Lines in the data below that contain the word "boat" are to be copied.
━━ SUPPLIED DATA ━━
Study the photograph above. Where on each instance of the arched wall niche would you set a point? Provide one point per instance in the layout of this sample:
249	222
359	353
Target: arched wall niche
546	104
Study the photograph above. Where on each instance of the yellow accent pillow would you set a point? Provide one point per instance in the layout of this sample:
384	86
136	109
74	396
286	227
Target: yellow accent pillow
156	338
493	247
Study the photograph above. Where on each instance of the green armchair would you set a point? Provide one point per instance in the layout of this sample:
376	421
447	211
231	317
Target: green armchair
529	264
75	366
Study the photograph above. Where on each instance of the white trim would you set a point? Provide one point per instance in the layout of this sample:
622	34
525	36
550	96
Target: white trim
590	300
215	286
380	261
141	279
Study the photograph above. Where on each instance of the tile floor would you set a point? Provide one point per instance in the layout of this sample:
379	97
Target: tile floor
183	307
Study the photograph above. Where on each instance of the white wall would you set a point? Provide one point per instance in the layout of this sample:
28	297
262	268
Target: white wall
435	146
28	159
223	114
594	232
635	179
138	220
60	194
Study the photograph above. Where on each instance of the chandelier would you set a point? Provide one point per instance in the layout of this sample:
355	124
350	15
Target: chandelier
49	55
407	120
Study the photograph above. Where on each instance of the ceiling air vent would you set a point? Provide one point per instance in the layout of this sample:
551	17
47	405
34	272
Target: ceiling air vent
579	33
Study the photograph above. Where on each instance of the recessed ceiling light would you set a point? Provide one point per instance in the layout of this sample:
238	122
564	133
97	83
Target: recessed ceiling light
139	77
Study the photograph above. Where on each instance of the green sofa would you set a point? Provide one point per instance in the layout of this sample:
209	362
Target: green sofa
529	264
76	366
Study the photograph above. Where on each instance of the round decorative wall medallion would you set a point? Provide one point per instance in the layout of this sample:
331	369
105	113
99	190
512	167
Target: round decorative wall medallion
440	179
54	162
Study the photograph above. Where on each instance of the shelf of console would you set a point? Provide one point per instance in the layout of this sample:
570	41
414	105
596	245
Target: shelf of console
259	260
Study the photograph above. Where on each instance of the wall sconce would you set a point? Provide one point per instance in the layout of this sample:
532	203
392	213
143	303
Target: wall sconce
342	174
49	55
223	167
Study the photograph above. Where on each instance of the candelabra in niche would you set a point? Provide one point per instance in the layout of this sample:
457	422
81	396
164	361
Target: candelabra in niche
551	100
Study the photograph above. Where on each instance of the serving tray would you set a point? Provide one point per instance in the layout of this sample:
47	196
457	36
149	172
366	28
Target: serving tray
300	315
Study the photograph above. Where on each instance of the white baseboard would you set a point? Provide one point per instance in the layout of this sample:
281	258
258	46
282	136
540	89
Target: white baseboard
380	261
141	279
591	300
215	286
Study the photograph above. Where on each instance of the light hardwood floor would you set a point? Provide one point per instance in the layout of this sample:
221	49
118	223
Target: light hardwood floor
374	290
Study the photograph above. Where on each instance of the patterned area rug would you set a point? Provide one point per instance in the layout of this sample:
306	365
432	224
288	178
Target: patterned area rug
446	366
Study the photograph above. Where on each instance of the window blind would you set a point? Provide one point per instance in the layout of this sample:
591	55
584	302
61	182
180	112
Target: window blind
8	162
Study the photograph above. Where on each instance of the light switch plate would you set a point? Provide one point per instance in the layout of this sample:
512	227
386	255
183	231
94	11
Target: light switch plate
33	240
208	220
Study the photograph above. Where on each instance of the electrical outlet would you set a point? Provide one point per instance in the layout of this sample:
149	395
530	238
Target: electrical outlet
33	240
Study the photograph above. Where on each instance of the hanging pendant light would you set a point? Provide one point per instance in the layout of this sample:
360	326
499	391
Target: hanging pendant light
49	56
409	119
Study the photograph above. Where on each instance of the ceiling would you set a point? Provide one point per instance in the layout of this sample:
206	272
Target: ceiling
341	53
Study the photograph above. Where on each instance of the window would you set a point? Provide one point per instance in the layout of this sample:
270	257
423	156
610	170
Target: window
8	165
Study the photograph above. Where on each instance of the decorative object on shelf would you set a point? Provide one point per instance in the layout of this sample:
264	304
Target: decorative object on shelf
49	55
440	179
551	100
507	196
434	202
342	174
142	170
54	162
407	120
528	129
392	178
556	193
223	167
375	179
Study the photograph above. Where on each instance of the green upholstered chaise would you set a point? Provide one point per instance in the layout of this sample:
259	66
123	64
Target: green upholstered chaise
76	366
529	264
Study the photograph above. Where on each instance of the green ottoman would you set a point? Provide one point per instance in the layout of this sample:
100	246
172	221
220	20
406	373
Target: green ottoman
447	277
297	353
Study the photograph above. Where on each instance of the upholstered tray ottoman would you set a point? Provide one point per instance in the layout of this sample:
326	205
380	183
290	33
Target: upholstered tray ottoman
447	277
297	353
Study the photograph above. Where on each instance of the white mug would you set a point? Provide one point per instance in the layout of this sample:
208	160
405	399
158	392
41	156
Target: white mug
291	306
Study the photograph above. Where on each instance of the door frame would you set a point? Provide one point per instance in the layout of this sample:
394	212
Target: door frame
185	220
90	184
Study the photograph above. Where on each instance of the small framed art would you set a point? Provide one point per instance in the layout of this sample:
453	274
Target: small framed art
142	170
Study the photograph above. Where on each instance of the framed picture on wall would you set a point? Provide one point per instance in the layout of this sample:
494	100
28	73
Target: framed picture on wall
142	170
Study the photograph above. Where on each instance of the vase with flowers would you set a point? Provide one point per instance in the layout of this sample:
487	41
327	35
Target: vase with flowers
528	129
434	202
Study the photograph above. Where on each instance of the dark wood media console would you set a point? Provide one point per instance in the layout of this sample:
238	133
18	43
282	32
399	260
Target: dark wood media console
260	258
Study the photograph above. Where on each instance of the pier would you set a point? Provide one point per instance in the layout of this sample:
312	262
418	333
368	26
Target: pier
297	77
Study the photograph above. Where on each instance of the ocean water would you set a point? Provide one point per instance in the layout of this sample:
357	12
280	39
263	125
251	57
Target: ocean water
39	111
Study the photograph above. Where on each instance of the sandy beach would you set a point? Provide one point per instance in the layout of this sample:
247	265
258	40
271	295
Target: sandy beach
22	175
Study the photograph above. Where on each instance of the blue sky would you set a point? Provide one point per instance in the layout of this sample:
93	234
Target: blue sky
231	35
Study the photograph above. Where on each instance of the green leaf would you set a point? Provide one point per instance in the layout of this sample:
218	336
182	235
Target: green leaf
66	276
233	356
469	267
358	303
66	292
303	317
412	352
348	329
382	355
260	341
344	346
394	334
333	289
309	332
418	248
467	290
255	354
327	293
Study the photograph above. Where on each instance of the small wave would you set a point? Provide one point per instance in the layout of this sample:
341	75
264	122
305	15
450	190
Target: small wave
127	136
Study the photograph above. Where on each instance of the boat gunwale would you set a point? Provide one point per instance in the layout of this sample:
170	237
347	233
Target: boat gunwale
━━━
▶ _REPLY TO THE EXERCISE_
Study the photograph above. Where on each instance of the boat gunwale would you set a point? Provide one point per instance in the layout of this sample:
Target: boat gunwale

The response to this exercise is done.